| Jobs |
1. Shorten the paragraph of the JSerra football passage that begins "Both Harlow and Street echoed" into a bulleted list that keeps its main facts.
2. In the JSerra football passage, what record did the team finish with last season?
3. Reproduce the part of the JSerra football passage that opens with the words "Last season, head" and closes with "them those games.".

Last season, head coach Pat Harlow frequently found himself asking his team, “Do you believe?” And twice, they were within grasp of, as they describe, “knocking down the door.” They finished the season 9-3, with two of those losses suffered by blowing leads late to elite teams.
Those teams? Westlake Village powerhouse Oaks Christian, and none other than St. John Bosco.
While the Lions ultimately missed two opportunities to win extremely meaningful games, the belief is alive and well. JSerra is ready to back up their confidence with improved focus to detail that they believe cost them those games.
Both Harlow and Street echoed the belief that some mental lapses both in preparation and action were the fatal flaws. JSerra has an uplifting, unmistakable culture of having fun at every step. And they believe they’ve learned from last season’s mistakes, and don’t plan to make them again.

| Supplied material |
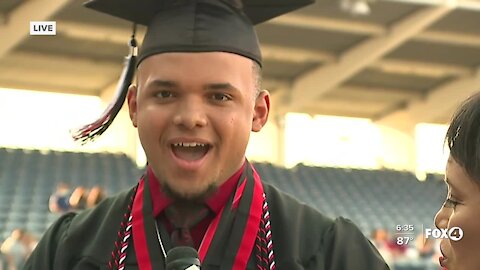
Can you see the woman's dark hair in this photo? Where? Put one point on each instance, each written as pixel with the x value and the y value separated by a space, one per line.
pixel 463 136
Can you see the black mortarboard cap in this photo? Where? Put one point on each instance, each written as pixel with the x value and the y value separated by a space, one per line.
pixel 190 26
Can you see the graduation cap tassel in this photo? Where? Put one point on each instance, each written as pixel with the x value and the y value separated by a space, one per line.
pixel 91 131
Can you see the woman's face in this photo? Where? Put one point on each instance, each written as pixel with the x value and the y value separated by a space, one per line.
pixel 461 209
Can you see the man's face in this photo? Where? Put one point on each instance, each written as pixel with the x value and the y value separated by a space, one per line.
pixel 194 113
pixel 462 209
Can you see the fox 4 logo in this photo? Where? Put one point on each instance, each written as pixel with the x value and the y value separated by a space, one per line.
pixel 454 233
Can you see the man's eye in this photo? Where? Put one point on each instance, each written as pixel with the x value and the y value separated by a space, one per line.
pixel 450 203
pixel 221 97
pixel 164 94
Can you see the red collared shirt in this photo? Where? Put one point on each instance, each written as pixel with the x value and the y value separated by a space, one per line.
pixel 215 202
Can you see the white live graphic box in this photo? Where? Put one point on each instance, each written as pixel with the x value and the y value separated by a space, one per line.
pixel 43 28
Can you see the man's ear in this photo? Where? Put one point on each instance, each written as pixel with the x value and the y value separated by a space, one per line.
pixel 261 110
pixel 132 103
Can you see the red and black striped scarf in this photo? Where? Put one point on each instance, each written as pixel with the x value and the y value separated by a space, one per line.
pixel 242 226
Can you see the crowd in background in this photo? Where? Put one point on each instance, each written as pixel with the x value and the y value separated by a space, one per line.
pixel 16 248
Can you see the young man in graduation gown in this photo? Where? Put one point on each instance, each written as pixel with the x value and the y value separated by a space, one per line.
pixel 195 102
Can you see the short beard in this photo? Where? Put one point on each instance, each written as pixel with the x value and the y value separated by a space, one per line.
pixel 185 197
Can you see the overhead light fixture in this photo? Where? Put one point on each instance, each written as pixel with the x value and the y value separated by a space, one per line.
pixel 355 7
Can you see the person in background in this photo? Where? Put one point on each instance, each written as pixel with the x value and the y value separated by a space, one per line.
pixel 462 176
pixel 59 200
pixel 15 250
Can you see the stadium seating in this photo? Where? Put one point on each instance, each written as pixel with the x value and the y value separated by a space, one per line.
pixel 371 198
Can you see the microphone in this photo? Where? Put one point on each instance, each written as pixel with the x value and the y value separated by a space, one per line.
pixel 183 258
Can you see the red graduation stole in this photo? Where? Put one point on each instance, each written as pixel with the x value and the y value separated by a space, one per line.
pixel 229 240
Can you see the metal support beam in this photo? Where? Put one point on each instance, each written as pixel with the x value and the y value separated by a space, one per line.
pixel 439 105
pixel 273 52
pixel 317 82
pixel 372 29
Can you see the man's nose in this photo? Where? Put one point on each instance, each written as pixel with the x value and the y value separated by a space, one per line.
pixel 190 114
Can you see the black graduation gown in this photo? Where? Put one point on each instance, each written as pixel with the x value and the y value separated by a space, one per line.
pixel 302 238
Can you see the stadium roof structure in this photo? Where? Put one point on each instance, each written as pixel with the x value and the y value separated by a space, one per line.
pixel 385 60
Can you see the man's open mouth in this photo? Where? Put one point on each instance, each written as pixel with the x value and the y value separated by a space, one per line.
pixel 190 151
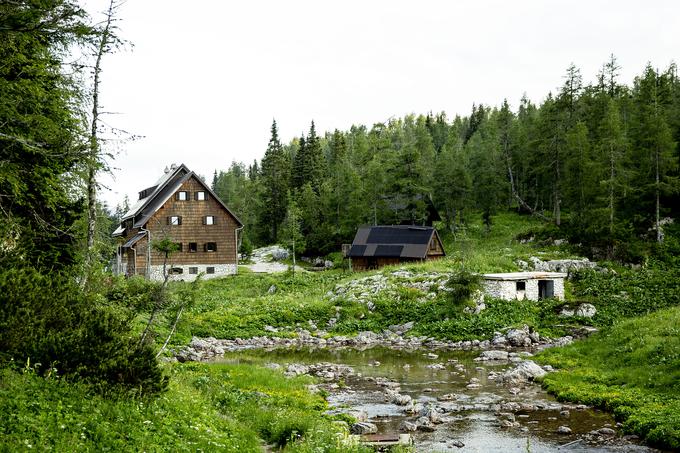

| Correct answers |
1.
- Harlow and Street both think mental lapses, in preparation and in action, were the fatal flaws.
- JSerra has an uplifting culture of having fun at every step.
- The team believes it has learned from last season's mistakes and does not plan to repeat them.

2. 9-3

3.
Last season, head coach Pat Harlow frequently found himself asking his team, “Do you believe?” And twice, they were within grasp of, as they describe, “knocking down the door.” They finished the season 9-3, with two of those losses suffered by blowing leads late to elite teams.
Those teams? Westlake Village powerhouse Oaks Christian, and none other than St. John Bosco.
While the Lions ultimately missed two opportunities to win extremely meaningful games, the belief is alive and well. JSerra is ready to back up their confidence with improved focus to detail that they believe cost them those games.